• _ARBEITSAUFTRÄGE_
A - Wie hoch ist laut dem Text über den Kranhub am Leisniger Platz der Kranarm?
B - Stimmen die folgenden Aussagen mit dem Text über den Kranhub am Leisniger Platz überein? Antworte jeweils mit Ja oder Nein und zitiere die entscheidenden Worte des Textes.
(i) Steffen Hermann bedient einen 150-Tonnen-Kran.
(ii) An der Ostseite liegt die Brücke auf einem Festlager.
(iii) Die Strecke wird seit Anfang 2012 ausgebaut.

• _VORLIEGENDER TEXT_
◇ ◇ ◇ ◇ ◇ ◇ ◇

Laut dröhnt der Motor des Schwerlastkrans. Am Leisniger Platz drängen sich die Schaulustigen am Sonnabendabend dicht an dicht hinter den Sperrzäunen. Zwei Stunden lang haben die Männer von Hentschke Bau alles vorbereitet. Jetzt kommt die Stunde von Steffen Hermann, der im Führerstand hoch oben im Führerstand seines 150-Tonnen-Krans thront.

Aus dem Sprechfunkgerät hallt das Kommando: „Heb mal an“. Leicht drückt Hermann auf den rechten Hebel. Die Stahltrosse am 22 Meter hohen Kranarm spannt sich. Doch an der Stahlbrücke ist noch nichts zu sehen. Nach wie vor liegt sie fest auf den Betonwänden an ihren Enden, den sogenannten Widerlagern. Doch die sind nicht das Problem. Während die Konstruktion an der Ostseite auf einem Rollenlager liegt, ist sie vis-à-vis noch mit dem rostigen stählernen Festlager verbunden. Das gibt nicht so leicht nach. Doch dann ein Ruck. Die Brücke hebt sich Zentimeter um Zentimeter, schwebt letztlich in luftiger Höhe.

Oben am Bahndamm steht Michael Michaelis. Der Bauleiter beobachtet die Szenen. Öffentlich wird die Aktion vor allem deshalb so aufmerksam verfolgt, weil die Bahnunterführung am Leisniger Platz von Sonnabendnachmittag bis heute, 5 Uhr, gesperrt wird. Also ist von dem Hentschke-Bauchef und seinen Männern schnelles Handeln gefragt. In einer Arbeitsgemeinschaft (Arge) mit Strabag Rail, die sich vor allem um den Streckenbau kümmert, wird seit Anfang 2012 die über fünf Kilometer lange Strecke ab dem Neustädter Bahnhof bis Radebeul-Ost ausgebaut.

◇ ◇ ◇ ◇ ◇ ◇ ◇

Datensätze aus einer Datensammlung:
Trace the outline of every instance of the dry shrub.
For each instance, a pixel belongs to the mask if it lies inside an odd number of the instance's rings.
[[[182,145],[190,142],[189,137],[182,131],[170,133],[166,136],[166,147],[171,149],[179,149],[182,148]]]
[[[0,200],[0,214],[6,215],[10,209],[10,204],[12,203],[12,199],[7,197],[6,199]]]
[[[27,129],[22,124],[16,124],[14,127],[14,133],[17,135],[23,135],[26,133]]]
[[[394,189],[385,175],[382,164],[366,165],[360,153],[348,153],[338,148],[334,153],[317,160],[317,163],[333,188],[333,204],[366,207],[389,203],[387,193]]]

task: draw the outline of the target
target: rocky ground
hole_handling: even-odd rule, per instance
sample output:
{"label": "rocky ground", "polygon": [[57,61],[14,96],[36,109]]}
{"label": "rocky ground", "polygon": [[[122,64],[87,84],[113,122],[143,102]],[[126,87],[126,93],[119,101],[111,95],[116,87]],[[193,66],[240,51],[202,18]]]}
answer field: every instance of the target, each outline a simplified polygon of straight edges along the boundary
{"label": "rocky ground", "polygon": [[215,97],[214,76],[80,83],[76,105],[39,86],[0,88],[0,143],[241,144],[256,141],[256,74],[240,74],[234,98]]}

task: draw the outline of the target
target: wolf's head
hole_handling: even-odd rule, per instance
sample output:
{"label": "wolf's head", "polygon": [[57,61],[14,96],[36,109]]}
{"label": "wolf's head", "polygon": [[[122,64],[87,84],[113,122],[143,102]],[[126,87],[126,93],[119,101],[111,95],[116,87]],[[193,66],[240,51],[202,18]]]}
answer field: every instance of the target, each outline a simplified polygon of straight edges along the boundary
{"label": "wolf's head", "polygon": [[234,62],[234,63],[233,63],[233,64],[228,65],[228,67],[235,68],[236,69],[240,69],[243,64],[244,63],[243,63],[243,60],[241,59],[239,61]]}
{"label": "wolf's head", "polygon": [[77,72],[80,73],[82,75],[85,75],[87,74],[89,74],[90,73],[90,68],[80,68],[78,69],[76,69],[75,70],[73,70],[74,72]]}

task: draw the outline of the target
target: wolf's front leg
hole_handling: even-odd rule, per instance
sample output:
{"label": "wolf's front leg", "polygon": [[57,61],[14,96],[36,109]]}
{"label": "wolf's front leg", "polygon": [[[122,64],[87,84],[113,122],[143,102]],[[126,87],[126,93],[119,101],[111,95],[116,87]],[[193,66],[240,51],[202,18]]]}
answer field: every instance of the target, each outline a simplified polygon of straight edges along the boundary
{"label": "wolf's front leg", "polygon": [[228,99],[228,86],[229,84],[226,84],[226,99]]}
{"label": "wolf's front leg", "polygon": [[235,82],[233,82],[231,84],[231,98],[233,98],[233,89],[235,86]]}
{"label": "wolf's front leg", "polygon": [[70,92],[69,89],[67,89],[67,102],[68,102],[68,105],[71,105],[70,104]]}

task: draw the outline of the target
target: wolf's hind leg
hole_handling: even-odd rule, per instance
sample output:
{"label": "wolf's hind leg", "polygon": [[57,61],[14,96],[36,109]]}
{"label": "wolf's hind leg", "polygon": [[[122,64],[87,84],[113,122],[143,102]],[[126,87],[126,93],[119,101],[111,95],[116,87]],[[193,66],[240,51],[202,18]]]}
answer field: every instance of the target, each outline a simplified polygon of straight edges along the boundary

◇ ◇ ◇ ◇ ◇ ◇ ◇

• _LÖSUNGEN_
A - 22 Meter

B -
(i) Ja: „seines 150-Tonnen-Krans“
(ii) Nein: „Während die Konstruktion an der Ostseite auf einem Rollenlager liegt“
(iii) Ja: „wird seit Anfang 2012 die über fünf Kilometer lange Strecke ab dem Neustädter Bahnhof bis Radebeul-Ost ausgebaut“